Count the lines in the records below that contain the string "field", treating uppercase and lowercase as different. Give only the number.

Rows from a box labeling dataset
--------

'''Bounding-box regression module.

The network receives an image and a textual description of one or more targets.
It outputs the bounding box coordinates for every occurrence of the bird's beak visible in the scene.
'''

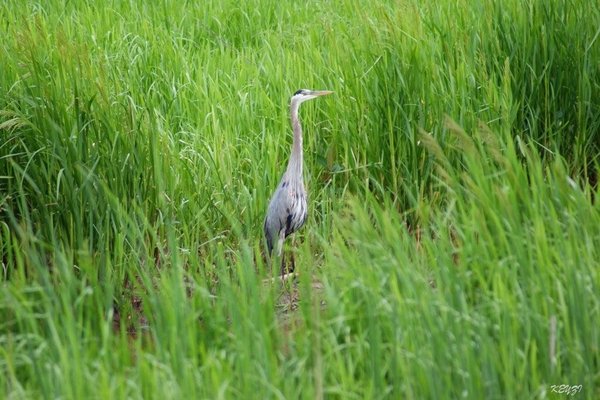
[310,90,333,96]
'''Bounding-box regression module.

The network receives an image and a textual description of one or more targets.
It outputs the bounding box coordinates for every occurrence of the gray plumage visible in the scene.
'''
[264,89,332,265]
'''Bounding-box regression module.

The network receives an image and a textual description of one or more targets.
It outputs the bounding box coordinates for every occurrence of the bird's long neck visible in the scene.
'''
[287,101,303,179]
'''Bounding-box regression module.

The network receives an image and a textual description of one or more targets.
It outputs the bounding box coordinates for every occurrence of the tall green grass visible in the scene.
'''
[0,0,600,399]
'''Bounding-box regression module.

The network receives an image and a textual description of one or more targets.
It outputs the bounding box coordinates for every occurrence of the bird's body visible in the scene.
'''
[264,89,332,272]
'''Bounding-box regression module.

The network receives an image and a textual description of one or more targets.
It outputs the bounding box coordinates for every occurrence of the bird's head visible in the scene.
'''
[292,89,333,104]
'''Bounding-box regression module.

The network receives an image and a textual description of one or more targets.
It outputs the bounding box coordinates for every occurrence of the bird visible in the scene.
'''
[264,89,333,275]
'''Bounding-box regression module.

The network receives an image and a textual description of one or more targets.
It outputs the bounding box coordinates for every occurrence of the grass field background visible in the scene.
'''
[0,0,600,399]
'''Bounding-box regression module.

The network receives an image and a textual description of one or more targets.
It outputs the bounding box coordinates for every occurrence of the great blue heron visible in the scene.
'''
[264,89,333,274]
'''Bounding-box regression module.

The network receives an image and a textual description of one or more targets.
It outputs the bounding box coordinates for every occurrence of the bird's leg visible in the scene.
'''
[287,236,296,273]
[277,230,285,275]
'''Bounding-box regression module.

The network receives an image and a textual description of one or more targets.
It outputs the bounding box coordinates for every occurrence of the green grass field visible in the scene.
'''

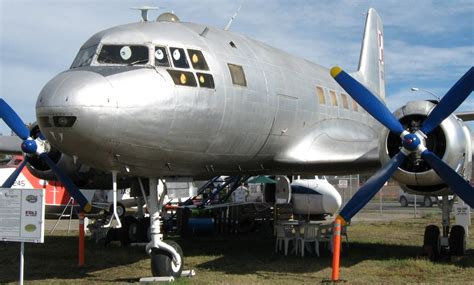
[0,215,474,284]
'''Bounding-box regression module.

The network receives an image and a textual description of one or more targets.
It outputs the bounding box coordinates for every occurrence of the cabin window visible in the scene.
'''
[168,69,197,87]
[329,90,337,106]
[188,49,209,70]
[71,45,97,68]
[97,45,149,65]
[170,48,189,68]
[196,72,214,88]
[352,100,359,112]
[227,63,247,86]
[316,86,326,105]
[341,93,349,109]
[154,47,170,66]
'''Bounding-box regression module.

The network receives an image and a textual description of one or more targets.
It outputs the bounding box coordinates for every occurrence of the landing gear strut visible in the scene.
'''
[146,178,183,277]
[423,195,466,260]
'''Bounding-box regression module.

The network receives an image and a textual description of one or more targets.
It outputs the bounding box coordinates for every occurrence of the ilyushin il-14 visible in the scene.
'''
[0,6,474,276]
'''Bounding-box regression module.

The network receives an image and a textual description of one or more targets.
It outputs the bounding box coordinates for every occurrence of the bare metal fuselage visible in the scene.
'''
[36,22,381,177]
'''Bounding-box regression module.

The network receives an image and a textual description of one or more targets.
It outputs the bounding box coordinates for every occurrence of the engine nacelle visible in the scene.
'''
[379,101,472,195]
[26,123,130,190]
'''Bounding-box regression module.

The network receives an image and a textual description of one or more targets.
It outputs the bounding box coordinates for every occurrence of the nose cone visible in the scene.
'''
[323,185,342,214]
[36,70,116,109]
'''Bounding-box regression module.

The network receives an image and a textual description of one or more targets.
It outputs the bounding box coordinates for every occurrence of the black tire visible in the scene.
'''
[109,203,127,218]
[449,225,466,256]
[119,216,138,246]
[400,196,408,207]
[151,240,184,278]
[423,197,433,208]
[423,225,441,260]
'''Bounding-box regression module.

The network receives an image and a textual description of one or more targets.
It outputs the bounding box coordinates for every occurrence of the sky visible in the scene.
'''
[0,0,474,134]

--------

▸ Response to the task: 2